2. L’esercizio del potere di autotutela prima della stipula del contratto.

Come anticipato, prima della stipula del contratto, l’Amministrazione che esercita i poteri di autotutela sugli atti di gara è tenuta all’osservanza dei presupposti e dei limiti desumibili dalla disciplina generale dell’annullamento d’ufficio (art. 21-nonies, L. 241/1990) e della revoca (art. 21-quinquies, L. 241/1990).

Occorre, però, dare atto della particolare attenzione che il Legislatore ha riservato ai provvedimenti di autorizzazione o di attribuzione di vantaggi economici sui quali l’Amministrazione, annullandoli o revocandoli, intenda “ritornare”.

All’attualità, infatti, l’art. 21-nonies prevede che, fermi i presupposti del vizio di legittimità e dell’interesse pubblico attuale e concreto da comparare con gli interessi dei destinatari e dei controinteressati, i provvedimenti di autorizzazione e di attribuzione di vantaggi economici possano essere annullati d’ufficio entro un termine ragionevole “comunque non superiore a diciotto mesi”.

Tale limite temporale massimo è stato introdotto dalla L. 124/2015, che ha sostituito il termine elastico ancorato al parametro incerto della ragionevolezza con un termine perentorio oltre il quale il provvedimento di annullamento d’ufficio non può essere adottato a pena di illegittimità.

Voci fornite »
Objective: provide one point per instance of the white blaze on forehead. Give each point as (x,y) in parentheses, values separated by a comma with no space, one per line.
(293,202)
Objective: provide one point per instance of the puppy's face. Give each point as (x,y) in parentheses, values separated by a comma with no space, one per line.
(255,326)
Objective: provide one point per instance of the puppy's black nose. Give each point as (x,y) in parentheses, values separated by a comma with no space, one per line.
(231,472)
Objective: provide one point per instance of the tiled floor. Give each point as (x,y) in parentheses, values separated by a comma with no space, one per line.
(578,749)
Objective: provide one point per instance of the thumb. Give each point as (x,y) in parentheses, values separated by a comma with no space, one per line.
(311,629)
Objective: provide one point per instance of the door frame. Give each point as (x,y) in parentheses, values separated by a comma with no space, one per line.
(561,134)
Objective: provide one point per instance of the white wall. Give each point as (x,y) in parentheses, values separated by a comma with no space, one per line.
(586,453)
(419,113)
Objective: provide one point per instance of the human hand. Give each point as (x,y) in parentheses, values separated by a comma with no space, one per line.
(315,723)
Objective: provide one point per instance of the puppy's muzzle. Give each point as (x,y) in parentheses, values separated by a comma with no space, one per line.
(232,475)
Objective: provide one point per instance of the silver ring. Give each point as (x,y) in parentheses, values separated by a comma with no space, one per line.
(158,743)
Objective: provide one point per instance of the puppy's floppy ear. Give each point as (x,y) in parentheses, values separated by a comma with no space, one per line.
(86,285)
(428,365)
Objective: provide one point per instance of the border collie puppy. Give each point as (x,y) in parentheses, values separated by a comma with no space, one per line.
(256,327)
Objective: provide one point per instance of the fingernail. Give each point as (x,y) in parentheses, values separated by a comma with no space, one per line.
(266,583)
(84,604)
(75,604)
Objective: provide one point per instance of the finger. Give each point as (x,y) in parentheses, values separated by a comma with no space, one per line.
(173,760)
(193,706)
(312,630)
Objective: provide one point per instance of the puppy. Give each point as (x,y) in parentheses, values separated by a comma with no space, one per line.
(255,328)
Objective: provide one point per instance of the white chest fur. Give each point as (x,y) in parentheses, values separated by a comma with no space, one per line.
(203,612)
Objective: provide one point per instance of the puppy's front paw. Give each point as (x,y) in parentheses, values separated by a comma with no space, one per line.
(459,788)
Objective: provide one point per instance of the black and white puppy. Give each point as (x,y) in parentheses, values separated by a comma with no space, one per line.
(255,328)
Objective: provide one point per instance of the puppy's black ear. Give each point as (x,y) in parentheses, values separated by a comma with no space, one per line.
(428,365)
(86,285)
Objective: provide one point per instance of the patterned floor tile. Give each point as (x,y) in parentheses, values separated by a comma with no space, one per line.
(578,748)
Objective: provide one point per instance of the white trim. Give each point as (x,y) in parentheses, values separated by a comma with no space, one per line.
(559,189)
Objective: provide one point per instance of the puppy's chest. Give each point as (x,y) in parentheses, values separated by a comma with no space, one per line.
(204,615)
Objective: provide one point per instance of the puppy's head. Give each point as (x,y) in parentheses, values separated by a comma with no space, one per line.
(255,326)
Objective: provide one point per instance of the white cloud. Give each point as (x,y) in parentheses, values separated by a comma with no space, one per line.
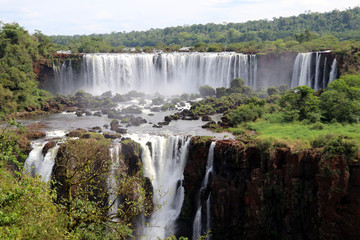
(103,15)
(89,16)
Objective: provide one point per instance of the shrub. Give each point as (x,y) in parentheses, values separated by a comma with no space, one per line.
(220,92)
(245,113)
(272,91)
(206,91)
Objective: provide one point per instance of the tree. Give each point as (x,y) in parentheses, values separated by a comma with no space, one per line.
(206,91)
(300,104)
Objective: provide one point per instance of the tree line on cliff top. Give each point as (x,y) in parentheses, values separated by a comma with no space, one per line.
(343,25)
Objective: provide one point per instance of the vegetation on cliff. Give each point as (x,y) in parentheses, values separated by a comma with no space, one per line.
(299,114)
(340,24)
(18,53)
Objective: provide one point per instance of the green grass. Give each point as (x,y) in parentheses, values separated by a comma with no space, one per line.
(272,126)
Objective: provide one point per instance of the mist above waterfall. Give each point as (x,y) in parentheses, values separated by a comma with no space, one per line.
(166,73)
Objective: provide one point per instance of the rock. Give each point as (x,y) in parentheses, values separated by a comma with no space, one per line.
(76,133)
(114,124)
(48,146)
(108,135)
(88,113)
(168,118)
(155,109)
(79,113)
(210,124)
(35,134)
(206,118)
(121,130)
(98,114)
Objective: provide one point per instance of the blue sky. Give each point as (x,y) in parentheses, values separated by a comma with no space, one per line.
(69,17)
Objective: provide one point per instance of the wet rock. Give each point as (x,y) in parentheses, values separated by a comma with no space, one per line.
(48,146)
(121,130)
(168,118)
(108,135)
(88,113)
(187,118)
(155,109)
(97,114)
(114,124)
(79,113)
(210,124)
(76,133)
(206,118)
(35,134)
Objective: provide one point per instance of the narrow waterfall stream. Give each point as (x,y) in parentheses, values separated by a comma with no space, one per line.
(168,73)
(113,178)
(39,164)
(197,225)
(311,69)
(164,159)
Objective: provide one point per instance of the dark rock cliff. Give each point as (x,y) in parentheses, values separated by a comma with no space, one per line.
(257,193)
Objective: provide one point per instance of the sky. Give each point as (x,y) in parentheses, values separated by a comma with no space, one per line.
(70,17)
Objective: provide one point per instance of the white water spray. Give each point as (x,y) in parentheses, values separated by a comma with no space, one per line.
(197,226)
(164,160)
(112,180)
(167,73)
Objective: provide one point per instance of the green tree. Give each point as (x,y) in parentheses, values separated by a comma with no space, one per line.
(300,104)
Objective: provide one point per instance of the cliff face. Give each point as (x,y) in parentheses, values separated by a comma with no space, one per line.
(277,194)
(275,69)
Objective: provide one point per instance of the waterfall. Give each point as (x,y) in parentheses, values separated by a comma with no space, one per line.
(197,227)
(38,164)
(324,75)
(112,180)
(302,70)
(317,71)
(313,73)
(333,72)
(164,159)
(165,73)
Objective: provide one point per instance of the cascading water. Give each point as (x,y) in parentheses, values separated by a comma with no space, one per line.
(38,164)
(333,73)
(313,72)
(164,160)
(164,73)
(197,225)
(112,180)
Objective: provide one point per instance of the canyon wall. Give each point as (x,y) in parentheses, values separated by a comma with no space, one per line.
(262,193)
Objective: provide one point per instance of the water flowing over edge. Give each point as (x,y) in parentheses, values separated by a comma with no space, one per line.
(311,69)
(167,73)
(164,159)
(197,225)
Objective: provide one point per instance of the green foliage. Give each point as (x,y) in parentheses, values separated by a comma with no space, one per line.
(300,104)
(206,91)
(220,92)
(272,91)
(337,145)
(18,51)
(341,100)
(251,36)
(246,113)
(237,83)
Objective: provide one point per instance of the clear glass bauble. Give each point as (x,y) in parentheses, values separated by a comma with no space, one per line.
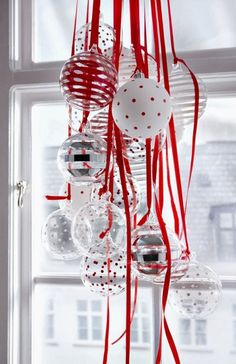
(133,191)
(197,293)
(106,39)
(56,237)
(96,224)
(149,254)
(96,276)
(182,95)
(88,81)
(141,108)
(82,158)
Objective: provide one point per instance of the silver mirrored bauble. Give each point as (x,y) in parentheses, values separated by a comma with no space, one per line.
(183,97)
(56,237)
(82,158)
(100,279)
(197,294)
(149,254)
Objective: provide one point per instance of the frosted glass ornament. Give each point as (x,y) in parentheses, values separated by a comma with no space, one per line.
(141,108)
(149,254)
(197,294)
(106,39)
(80,195)
(56,237)
(82,158)
(96,222)
(182,95)
(128,65)
(97,279)
(88,81)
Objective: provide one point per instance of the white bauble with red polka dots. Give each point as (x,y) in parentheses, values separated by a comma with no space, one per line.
(141,108)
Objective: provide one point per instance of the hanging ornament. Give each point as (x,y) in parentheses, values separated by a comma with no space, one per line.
(98,278)
(82,158)
(96,222)
(133,191)
(128,65)
(56,237)
(183,97)
(106,39)
(149,254)
(197,294)
(88,81)
(141,108)
(80,195)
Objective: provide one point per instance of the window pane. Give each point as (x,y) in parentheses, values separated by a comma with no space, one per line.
(215,158)
(82,305)
(213,337)
(96,306)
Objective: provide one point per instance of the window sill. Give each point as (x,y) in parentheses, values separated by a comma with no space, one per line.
(51,343)
(88,344)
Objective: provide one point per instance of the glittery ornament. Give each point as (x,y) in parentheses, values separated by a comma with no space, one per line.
(141,108)
(99,279)
(149,254)
(88,81)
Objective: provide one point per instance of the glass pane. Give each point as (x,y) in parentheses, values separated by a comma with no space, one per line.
(68,345)
(204,24)
(96,305)
(215,158)
(49,130)
(52,39)
(214,336)
(226,220)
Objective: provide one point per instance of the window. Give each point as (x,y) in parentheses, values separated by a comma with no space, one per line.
(37,121)
(224,220)
(193,332)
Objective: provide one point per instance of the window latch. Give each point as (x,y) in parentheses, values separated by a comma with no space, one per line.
(21,188)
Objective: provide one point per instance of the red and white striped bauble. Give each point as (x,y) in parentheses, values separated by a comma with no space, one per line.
(141,108)
(88,81)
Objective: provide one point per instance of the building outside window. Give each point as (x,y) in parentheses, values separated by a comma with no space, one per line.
(193,332)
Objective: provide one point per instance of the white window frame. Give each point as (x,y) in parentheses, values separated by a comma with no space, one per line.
(13,277)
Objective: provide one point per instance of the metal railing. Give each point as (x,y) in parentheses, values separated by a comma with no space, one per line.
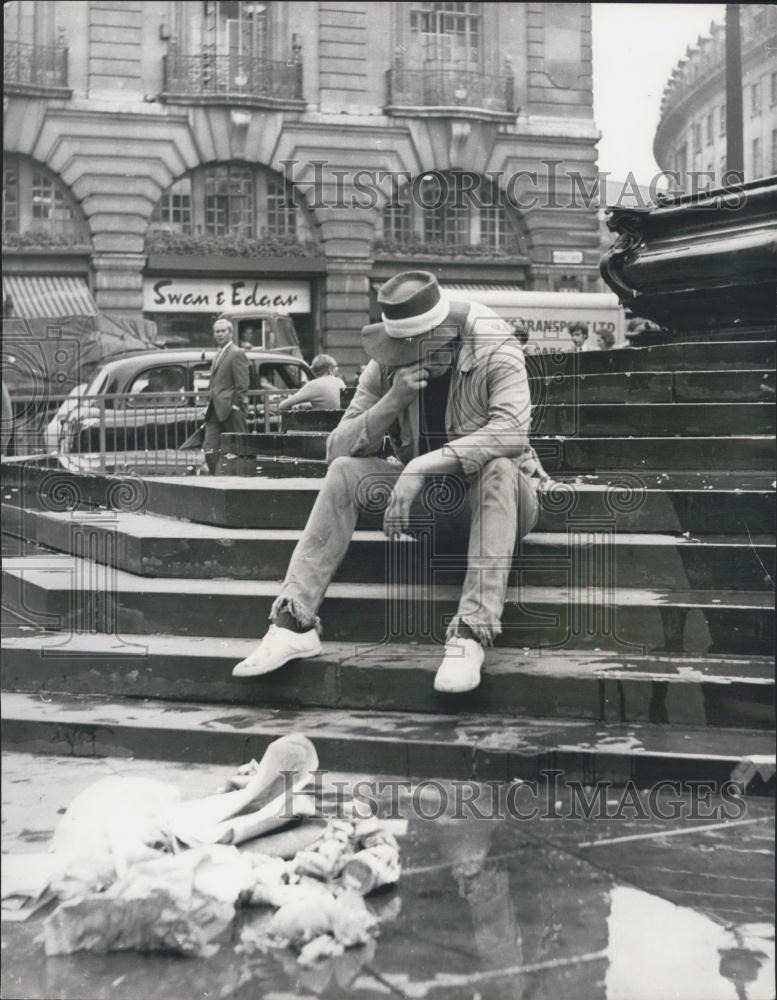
(143,431)
(28,65)
(232,75)
(450,88)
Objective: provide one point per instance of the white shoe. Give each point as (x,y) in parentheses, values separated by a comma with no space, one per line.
(278,647)
(460,668)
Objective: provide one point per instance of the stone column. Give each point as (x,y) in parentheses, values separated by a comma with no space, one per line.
(346,310)
(347,233)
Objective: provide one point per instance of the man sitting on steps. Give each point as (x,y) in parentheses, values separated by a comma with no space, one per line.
(447,385)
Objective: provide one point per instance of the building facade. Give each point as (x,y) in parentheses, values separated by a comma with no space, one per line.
(176,158)
(691,134)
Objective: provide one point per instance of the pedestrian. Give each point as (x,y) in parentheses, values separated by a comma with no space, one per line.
(323,391)
(447,385)
(247,337)
(227,393)
(579,333)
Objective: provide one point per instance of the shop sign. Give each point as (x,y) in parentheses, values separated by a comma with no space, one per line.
(212,295)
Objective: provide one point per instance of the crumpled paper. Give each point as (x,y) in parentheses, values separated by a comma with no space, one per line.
(175,903)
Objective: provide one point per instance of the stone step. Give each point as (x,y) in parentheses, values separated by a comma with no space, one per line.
(700,503)
(467,747)
(67,593)
(699,356)
(150,545)
(656,387)
(567,454)
(606,686)
(600,419)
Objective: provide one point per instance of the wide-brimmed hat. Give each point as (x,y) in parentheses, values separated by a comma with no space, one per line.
(415,315)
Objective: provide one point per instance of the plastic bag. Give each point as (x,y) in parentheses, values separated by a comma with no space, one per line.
(175,903)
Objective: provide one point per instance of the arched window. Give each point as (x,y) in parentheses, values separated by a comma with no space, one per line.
(445,211)
(38,206)
(232,199)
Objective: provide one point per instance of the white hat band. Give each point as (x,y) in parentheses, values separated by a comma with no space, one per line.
(415,326)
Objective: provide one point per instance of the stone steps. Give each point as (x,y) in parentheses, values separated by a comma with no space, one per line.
(656,387)
(150,545)
(64,592)
(699,503)
(602,419)
(721,356)
(570,455)
(475,747)
(157,587)
(609,687)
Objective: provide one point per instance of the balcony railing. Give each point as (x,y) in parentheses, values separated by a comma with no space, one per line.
(459,92)
(29,68)
(208,77)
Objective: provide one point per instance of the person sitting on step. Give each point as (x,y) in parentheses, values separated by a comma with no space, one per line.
(447,385)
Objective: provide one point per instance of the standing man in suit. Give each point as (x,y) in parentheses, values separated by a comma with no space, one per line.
(228,393)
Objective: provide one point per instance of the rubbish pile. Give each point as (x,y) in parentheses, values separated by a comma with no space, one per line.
(133,867)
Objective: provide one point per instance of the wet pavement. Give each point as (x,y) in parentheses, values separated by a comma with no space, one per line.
(622,907)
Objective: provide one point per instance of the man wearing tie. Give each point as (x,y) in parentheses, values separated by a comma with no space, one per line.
(227,391)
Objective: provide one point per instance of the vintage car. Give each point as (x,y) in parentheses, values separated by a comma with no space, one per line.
(156,399)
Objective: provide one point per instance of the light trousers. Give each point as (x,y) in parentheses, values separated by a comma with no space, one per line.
(496,508)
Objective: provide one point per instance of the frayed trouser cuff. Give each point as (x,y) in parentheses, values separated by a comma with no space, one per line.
(304,617)
(484,633)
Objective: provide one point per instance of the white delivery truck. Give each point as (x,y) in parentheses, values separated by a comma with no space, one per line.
(547,315)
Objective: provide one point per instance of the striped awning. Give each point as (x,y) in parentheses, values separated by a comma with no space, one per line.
(482,286)
(49,297)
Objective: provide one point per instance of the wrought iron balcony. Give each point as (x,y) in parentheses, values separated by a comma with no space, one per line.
(34,69)
(453,92)
(207,78)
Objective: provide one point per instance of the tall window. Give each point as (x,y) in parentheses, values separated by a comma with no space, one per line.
(50,203)
(756,159)
(447,211)
(34,201)
(281,210)
(448,34)
(235,28)
(755,99)
(233,199)
(10,199)
(397,219)
(174,209)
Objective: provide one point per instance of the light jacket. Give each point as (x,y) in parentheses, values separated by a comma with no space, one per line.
(228,386)
(488,414)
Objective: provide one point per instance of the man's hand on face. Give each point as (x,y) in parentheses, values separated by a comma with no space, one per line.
(408,382)
(396,520)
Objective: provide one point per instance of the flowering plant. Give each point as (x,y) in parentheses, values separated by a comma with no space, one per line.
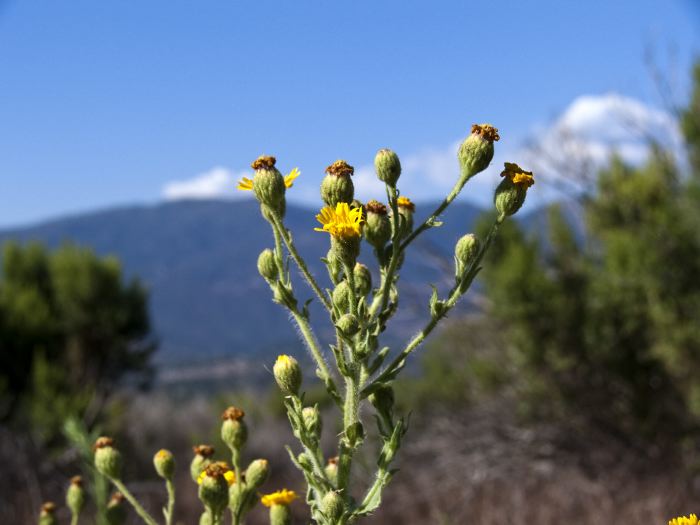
(357,371)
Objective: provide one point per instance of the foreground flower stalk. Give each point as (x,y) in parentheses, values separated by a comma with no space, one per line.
(357,372)
(359,315)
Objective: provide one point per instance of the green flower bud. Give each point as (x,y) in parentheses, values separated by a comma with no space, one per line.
(234,431)
(280,515)
(377,228)
(213,489)
(476,152)
(257,472)
(332,506)
(108,460)
(47,514)
(201,460)
(305,461)
(466,249)
(406,210)
(75,495)
(363,279)
(387,166)
(341,296)
(287,373)
(116,510)
(511,192)
(268,184)
(383,400)
(337,185)
(348,325)
(312,420)
(164,463)
(332,470)
(267,265)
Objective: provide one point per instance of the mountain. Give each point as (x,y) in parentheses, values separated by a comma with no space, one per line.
(198,259)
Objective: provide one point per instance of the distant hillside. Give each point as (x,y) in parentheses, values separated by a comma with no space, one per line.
(199,260)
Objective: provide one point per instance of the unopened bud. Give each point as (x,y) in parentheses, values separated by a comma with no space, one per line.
(267,265)
(377,228)
(337,185)
(108,460)
(213,489)
(406,210)
(511,192)
(332,506)
(287,373)
(466,250)
(387,166)
(116,510)
(363,279)
(332,470)
(164,463)
(476,152)
(257,472)
(75,495)
(312,420)
(202,459)
(234,431)
(268,184)
(348,325)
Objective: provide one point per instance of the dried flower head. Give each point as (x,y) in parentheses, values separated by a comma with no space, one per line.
(281,497)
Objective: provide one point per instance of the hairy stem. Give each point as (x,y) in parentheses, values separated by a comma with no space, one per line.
(454,295)
(278,224)
(143,514)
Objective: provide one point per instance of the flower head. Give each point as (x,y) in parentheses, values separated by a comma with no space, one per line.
(486,131)
(246,184)
(281,497)
(682,520)
(342,222)
(517,175)
(405,202)
(218,469)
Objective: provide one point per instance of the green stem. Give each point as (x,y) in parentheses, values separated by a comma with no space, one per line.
(457,291)
(277,222)
(456,189)
(307,332)
(143,514)
(382,300)
(170,487)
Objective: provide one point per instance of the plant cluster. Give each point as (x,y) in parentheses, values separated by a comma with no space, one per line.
(357,370)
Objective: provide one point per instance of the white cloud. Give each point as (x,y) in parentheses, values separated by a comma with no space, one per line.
(218,182)
(592,129)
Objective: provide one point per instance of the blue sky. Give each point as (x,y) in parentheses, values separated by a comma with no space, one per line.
(105,103)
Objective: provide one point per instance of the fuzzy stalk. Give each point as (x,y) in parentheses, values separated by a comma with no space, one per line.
(454,295)
(279,225)
(143,513)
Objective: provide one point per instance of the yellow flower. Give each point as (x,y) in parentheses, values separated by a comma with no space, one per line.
(220,468)
(246,184)
(690,520)
(342,223)
(281,497)
(517,175)
(289,179)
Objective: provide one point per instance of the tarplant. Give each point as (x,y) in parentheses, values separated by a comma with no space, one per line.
(358,371)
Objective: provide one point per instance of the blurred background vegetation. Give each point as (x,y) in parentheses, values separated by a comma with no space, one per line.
(570,393)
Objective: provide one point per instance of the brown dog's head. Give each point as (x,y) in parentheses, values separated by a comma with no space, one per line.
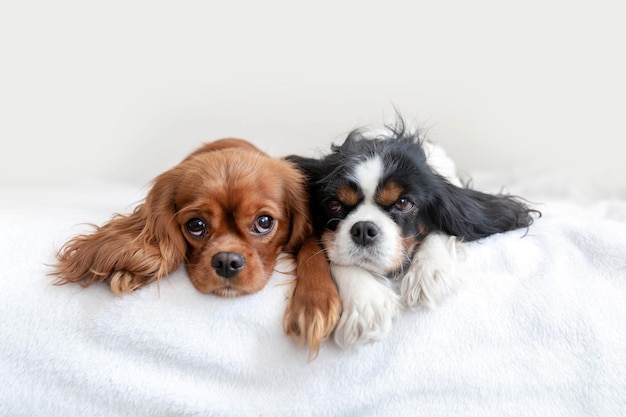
(227,211)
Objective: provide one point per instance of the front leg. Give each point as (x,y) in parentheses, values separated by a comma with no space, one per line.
(314,306)
(431,275)
(369,306)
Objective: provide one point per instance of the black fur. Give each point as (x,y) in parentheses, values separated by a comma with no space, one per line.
(441,206)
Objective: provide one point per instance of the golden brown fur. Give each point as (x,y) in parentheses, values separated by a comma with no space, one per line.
(314,306)
(229,184)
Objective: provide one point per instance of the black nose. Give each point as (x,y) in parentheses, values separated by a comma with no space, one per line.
(364,233)
(228,264)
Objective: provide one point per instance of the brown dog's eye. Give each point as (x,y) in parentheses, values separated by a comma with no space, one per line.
(197,227)
(262,225)
(403,204)
(334,206)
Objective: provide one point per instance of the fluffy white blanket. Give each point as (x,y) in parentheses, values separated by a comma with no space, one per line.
(536,329)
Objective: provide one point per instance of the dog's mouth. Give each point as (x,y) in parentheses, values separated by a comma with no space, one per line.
(228,291)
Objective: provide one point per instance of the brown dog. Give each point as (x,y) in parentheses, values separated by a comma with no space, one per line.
(227,211)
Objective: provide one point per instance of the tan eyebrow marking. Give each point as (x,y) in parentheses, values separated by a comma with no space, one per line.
(389,194)
(348,195)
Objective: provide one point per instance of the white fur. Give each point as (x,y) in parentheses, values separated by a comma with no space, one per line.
(369,306)
(379,257)
(431,275)
(367,174)
(385,254)
(370,303)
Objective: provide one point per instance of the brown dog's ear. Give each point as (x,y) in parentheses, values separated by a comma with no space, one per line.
(227,143)
(297,200)
(130,251)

Breve quesito A »
Secondo il brano sull'autotutela, quale legge ha introdotto il limite temporale massimo di diciotto mesi per l'annullamento d'ufficio?
Breve quesito B »
Ricopia parola per parola il brano sull'autotutela da "All’attualità, infatti, l’art." a "pena di illegittimità.".
Breve quesito C »
Riprendi il brano sull'autotutela e continualo dopo la sua ultima frase.
Il materiale non ha alcun ruolo in questo lavoro.

Risposta all'esercizio A »
La L. 124/2015.

Risposta all'esercizio B »
All’attualità, infatti, l’art. 21-nonies prevede che, fermi i presupposti del vizio di legittimità e dell’interesse pubblico attuale e concreto da comparare con gli interessi dei destinatari e dei controinteressati, i provvedimenti di autorizzazione e di attribuzione di vantaggi economici possano essere annullati d’ufficio entro un termine ragionevole “comunque non superiore a diciotto mesi”.

Tale limite temporale massimo è stato introdotto dalla L. 124/2015, che ha sostituito il termine elastico ancorato al parametro incerto della ragionevolezza con un termine perentorio oltre il quale il provvedimento di annullamento d’ufficio non può essere adottato a pena di illegittimità.

Risposta all'esercizio C »
D’altro canto, anche l’ambito di applicazione della revoca è maggiormente circoscritto qualora vengano in rilievo provvedimenti attributivi di vantaggi economici, tra i quali – si ribadisce – rientrano anche gli atti relativi ai pubblici appalti, primo fra tutti il provvedimento di aggiudicazione.

Come noto, infatti, l’attuale disciplina di cui all’art. 21-quinquies, come riformata dal d.l. 133/2014, prevede che l’Amministrazione possa disporre la revoca di un provvedimento autorizzativo o attributivo di vantaggi economici solo sulla base di sopravvenuti motivi di interesse pubblico o di un mutamento non prevedibile della situazione di fatto, ma non anche per una nuova valutazione dell’interesse pubblico originario.

In sostanza, il Legislatore ha ritenuto di apporre un limite al ripensamento della P.A., così scongiurando il rischio che gli interessi dei privati possano essere eccessivamente sacrificati qualora le ragioni di opportunità successivamente emerse siano riconducibili a precedenti inefficienze istruttorie dell’azione amministrativa.

È, dunque, evidente che il potere di autotutela con esito demolitorio incontri limiti legali più stringenti nell’ipotesi in cui la P.A. intenda incidere su provvedimenti ampliativi della sfera giuridica del destinatario, a dimostrazione del fatto che, in tal caso, risulta ancor più considerevole il peso dell’affidamento del privato nella bilancia dei valori che vede contrapposte le ragioni (di legittimità o di opportunità) di interesse pubblico con gli interessi dei consociati che dal precedente provvedimento abbiano ottenuto un vantaggio.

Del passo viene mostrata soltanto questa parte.